Dataset entries:
_ _ _

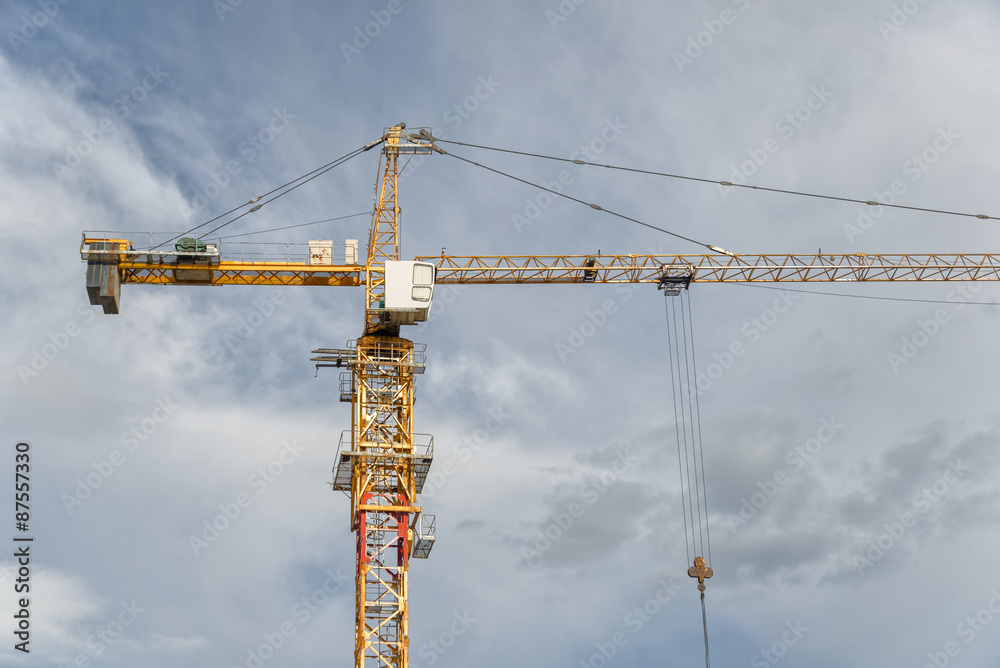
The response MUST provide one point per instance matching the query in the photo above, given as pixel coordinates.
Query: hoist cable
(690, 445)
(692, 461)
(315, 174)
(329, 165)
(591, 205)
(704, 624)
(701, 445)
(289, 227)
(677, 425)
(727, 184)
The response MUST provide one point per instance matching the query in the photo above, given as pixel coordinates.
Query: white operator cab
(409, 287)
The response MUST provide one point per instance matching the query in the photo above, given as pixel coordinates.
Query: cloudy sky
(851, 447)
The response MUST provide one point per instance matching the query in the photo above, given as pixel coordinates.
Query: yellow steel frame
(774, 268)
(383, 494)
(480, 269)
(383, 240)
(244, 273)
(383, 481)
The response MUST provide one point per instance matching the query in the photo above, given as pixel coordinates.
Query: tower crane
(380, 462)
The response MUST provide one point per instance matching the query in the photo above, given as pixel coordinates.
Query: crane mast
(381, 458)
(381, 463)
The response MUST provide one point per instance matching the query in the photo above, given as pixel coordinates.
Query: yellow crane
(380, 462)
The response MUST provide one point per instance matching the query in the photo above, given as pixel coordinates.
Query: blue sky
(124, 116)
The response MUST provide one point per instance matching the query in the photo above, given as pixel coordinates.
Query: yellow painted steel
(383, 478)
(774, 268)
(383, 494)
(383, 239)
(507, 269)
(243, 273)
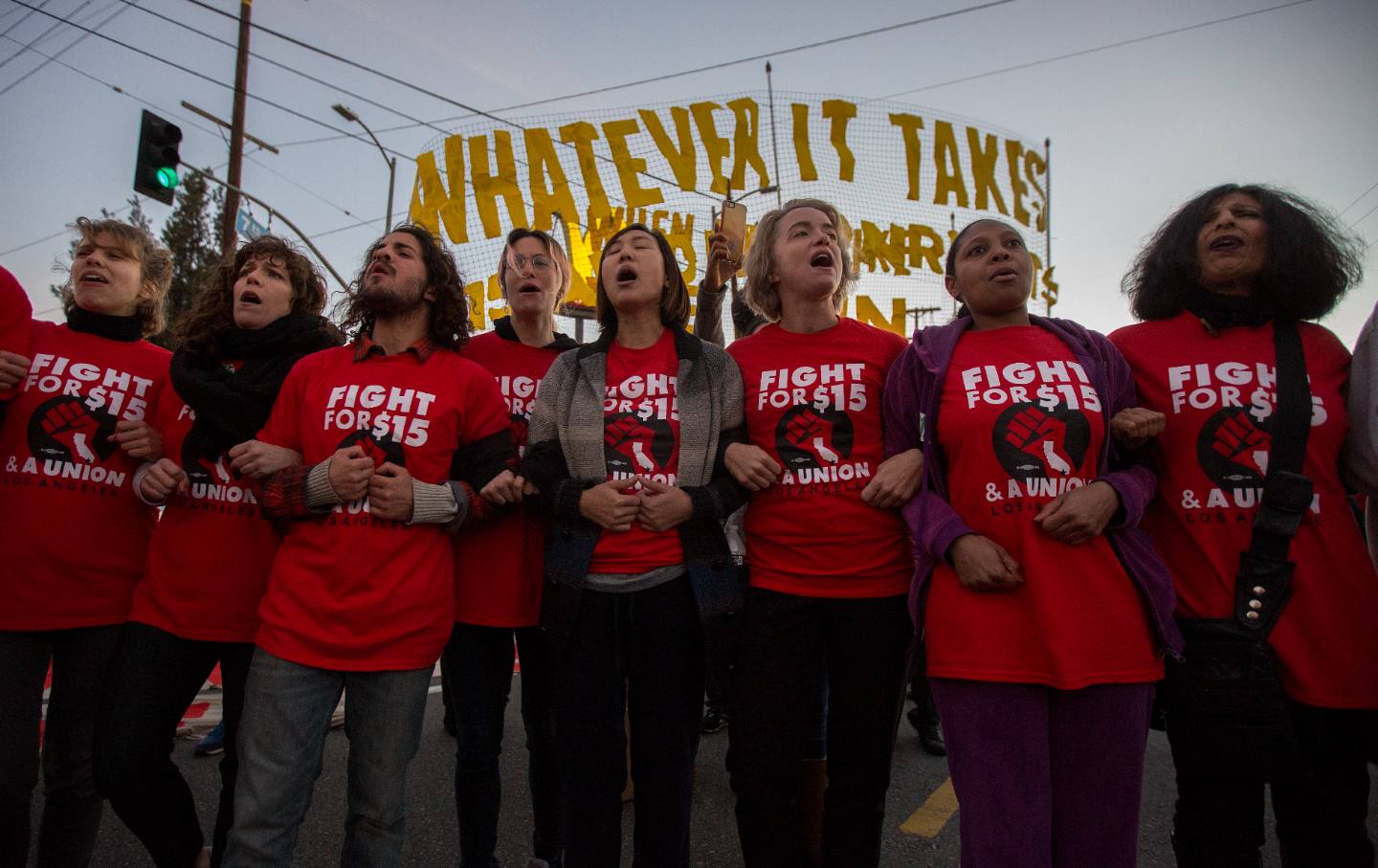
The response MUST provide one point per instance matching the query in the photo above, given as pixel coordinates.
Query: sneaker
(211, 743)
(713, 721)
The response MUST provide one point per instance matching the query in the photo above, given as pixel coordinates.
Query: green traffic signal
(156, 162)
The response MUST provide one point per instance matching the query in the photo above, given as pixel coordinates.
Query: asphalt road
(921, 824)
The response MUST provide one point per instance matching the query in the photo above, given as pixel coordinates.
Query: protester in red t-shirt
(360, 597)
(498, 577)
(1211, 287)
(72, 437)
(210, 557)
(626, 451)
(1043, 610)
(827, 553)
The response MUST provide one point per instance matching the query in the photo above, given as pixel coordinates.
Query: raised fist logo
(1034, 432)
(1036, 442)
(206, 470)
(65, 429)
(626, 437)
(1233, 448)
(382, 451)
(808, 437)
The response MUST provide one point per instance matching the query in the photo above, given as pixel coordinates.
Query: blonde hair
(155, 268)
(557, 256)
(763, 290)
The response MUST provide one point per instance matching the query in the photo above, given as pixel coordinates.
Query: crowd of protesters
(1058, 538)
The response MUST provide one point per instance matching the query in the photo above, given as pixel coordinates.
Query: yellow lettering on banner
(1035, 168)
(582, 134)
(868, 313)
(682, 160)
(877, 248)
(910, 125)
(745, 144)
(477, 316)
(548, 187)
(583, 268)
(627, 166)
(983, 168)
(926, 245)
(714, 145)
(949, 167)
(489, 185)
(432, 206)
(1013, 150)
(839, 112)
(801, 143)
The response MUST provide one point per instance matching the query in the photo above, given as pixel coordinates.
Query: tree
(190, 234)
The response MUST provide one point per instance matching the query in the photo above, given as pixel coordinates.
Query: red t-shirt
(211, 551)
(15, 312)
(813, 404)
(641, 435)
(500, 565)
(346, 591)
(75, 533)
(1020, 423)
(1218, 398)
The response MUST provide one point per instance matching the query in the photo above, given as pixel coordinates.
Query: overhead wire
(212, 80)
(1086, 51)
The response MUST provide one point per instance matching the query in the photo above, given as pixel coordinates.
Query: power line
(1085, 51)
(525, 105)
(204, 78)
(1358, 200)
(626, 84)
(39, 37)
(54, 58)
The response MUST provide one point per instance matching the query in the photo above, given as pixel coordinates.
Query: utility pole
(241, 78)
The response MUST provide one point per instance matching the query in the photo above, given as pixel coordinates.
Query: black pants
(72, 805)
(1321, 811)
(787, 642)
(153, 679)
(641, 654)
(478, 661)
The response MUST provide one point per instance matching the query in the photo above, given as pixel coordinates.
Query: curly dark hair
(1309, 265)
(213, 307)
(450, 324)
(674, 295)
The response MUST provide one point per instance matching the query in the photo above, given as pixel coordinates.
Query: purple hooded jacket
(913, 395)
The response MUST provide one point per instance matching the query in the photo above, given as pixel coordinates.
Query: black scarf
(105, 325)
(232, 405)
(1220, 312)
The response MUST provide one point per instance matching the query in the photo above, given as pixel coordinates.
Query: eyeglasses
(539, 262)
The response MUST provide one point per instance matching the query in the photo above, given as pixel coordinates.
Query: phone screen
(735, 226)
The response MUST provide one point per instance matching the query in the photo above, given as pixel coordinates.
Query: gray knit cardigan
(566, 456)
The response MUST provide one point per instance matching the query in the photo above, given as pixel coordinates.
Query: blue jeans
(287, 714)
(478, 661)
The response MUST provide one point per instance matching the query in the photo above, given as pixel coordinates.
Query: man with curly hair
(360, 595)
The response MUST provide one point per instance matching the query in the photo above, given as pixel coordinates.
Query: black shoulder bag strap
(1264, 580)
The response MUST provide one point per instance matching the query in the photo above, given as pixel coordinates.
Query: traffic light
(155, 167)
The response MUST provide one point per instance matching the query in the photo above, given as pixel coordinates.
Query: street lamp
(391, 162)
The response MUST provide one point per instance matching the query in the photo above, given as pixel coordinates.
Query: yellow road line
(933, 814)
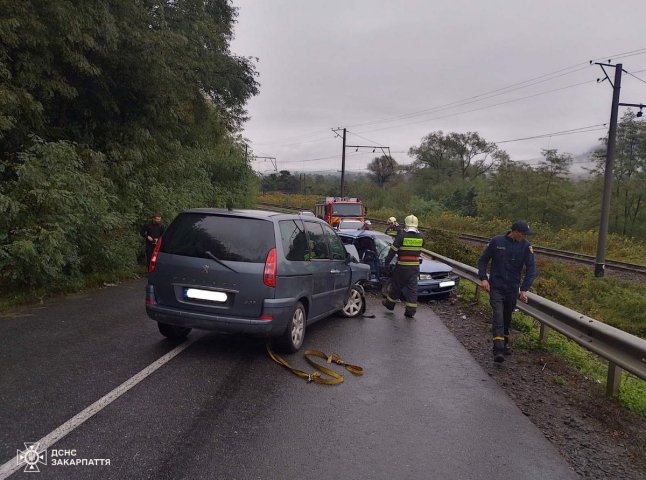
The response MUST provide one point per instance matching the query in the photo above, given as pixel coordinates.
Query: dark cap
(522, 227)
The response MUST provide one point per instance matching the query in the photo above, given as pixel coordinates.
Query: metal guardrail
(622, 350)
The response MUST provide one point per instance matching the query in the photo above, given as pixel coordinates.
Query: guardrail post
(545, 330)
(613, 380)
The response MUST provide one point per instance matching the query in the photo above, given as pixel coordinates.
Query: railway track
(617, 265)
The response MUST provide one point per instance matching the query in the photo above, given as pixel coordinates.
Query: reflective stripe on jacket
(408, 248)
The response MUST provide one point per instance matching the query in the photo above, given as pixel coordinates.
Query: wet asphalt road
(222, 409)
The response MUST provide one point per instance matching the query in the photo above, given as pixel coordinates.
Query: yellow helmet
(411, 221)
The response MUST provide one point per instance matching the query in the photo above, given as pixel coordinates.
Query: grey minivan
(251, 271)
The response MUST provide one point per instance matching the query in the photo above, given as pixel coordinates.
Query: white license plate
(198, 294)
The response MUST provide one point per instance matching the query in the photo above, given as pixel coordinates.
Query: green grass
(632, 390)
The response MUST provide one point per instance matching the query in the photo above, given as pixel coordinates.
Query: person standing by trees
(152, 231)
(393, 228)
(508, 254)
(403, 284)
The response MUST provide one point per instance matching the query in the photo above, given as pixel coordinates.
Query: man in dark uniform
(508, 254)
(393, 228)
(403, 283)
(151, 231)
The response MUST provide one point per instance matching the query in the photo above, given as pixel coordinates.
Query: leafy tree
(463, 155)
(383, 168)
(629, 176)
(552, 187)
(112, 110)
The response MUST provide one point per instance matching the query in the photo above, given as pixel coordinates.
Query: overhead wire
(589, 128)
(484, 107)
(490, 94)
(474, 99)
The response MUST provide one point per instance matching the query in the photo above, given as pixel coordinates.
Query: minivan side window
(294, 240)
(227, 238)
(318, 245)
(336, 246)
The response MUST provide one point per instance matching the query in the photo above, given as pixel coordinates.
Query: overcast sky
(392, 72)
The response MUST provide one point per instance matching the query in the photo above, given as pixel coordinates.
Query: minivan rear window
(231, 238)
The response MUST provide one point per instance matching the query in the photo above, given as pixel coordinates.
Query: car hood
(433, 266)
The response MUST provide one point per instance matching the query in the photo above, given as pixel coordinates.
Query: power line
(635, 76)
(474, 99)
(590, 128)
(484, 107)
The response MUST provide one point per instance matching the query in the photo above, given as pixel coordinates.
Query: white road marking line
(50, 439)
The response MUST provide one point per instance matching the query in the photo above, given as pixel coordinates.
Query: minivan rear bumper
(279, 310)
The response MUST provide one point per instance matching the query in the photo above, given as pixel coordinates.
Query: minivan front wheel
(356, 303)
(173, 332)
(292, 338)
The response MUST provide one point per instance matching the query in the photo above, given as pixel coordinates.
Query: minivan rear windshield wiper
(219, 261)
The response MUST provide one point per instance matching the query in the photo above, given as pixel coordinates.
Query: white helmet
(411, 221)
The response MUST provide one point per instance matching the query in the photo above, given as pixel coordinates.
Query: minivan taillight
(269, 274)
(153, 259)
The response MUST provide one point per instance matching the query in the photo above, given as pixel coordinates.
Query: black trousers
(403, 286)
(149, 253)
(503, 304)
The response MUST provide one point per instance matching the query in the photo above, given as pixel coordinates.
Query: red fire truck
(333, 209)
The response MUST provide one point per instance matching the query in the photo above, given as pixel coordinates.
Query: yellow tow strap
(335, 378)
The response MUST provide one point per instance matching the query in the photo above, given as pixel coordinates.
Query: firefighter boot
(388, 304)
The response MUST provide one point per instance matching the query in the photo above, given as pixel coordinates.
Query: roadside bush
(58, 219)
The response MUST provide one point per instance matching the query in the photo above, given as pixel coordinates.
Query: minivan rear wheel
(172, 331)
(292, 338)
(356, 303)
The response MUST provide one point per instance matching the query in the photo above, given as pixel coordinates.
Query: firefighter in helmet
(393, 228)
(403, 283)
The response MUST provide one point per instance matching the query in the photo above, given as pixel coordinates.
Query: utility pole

_ _ _

EXERCISE DESCRIPTION: Which lines run from the one containing "Query: firefighter in helmet" to the end of the records? Transcribe exactly those, both ends included.

TASK OUTPUT:
Query: firefighter in helmet
(393, 228)
(403, 283)
The response MUST provide one point per instance matching the query in the photo above, given as pixel coordinates.
Query: utility pole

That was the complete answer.